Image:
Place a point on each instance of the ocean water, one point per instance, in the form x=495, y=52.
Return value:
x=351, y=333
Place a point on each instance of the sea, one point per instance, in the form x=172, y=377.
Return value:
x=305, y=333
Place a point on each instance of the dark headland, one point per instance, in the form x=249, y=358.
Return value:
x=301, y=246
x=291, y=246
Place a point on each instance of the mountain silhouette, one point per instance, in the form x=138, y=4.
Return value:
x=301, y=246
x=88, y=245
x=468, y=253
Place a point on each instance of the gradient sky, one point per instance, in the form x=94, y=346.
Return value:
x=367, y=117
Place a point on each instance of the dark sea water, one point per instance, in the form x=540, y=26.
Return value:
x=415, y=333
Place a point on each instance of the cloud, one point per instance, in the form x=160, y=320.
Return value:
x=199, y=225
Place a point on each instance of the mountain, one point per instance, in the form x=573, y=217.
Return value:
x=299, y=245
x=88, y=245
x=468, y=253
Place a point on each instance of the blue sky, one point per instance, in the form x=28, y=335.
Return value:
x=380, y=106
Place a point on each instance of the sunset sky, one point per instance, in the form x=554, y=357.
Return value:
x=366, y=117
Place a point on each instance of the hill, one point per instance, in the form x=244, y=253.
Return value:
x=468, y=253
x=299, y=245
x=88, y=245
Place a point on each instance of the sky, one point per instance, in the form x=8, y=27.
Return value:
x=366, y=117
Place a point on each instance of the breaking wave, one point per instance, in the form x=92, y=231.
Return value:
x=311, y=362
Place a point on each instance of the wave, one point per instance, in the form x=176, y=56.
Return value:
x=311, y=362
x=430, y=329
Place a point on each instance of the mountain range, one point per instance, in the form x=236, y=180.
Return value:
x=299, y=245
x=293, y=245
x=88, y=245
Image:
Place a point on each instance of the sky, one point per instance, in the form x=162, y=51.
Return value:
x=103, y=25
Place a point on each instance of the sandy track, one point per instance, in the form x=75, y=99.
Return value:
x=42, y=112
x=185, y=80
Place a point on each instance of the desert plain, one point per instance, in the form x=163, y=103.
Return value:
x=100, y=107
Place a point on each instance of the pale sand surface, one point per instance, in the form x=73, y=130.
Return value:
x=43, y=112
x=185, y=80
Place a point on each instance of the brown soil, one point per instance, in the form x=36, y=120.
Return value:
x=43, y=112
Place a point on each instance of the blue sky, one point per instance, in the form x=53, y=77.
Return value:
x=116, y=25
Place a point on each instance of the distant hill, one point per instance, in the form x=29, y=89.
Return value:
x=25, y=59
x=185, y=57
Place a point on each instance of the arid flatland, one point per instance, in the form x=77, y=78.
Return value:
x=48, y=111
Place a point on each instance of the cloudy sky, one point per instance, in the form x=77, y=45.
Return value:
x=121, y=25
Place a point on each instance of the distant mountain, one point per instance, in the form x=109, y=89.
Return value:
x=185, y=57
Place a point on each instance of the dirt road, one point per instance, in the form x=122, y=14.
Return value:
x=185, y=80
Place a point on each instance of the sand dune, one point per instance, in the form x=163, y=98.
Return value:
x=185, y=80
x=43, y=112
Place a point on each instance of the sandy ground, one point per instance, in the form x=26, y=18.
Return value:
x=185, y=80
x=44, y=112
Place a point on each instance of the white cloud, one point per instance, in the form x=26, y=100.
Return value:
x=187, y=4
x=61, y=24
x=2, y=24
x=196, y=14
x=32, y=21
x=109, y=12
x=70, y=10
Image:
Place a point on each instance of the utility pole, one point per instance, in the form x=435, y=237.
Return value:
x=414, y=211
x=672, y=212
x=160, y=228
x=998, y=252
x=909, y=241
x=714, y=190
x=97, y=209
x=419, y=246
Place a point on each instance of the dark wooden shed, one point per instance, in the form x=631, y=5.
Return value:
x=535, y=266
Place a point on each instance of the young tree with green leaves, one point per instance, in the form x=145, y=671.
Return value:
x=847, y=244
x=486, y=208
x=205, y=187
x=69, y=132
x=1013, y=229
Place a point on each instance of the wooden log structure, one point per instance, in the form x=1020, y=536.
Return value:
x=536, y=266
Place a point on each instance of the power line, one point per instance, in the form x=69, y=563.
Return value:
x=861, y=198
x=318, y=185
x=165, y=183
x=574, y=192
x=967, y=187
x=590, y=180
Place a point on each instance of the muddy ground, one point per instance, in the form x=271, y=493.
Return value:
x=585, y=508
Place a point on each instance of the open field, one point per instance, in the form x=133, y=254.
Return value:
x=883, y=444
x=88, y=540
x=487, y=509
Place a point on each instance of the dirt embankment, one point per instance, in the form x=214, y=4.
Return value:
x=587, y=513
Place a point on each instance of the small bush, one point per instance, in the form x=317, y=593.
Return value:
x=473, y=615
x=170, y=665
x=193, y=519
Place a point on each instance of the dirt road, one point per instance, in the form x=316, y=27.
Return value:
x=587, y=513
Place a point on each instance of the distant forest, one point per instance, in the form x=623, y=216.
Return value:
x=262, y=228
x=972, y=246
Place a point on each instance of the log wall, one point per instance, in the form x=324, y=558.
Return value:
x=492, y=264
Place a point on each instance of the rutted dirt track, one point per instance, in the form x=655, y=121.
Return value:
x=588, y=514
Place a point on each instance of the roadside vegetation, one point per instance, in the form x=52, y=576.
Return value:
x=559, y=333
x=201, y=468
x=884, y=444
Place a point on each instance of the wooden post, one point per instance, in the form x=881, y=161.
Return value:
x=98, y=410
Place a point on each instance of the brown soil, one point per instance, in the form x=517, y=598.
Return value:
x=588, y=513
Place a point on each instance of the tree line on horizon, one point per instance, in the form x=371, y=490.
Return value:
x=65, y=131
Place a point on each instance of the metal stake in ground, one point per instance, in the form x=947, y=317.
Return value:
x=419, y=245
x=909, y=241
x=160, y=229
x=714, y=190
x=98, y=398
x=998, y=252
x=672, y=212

Task item:
Out of the entries, pull every line that mentions "hill".

Task solution:
Place a point on each instance of the hill, one point per instance, in the form x=244, y=253.
Place a point on each instance of the distant hill, one point per instance, in the form x=29, y=89.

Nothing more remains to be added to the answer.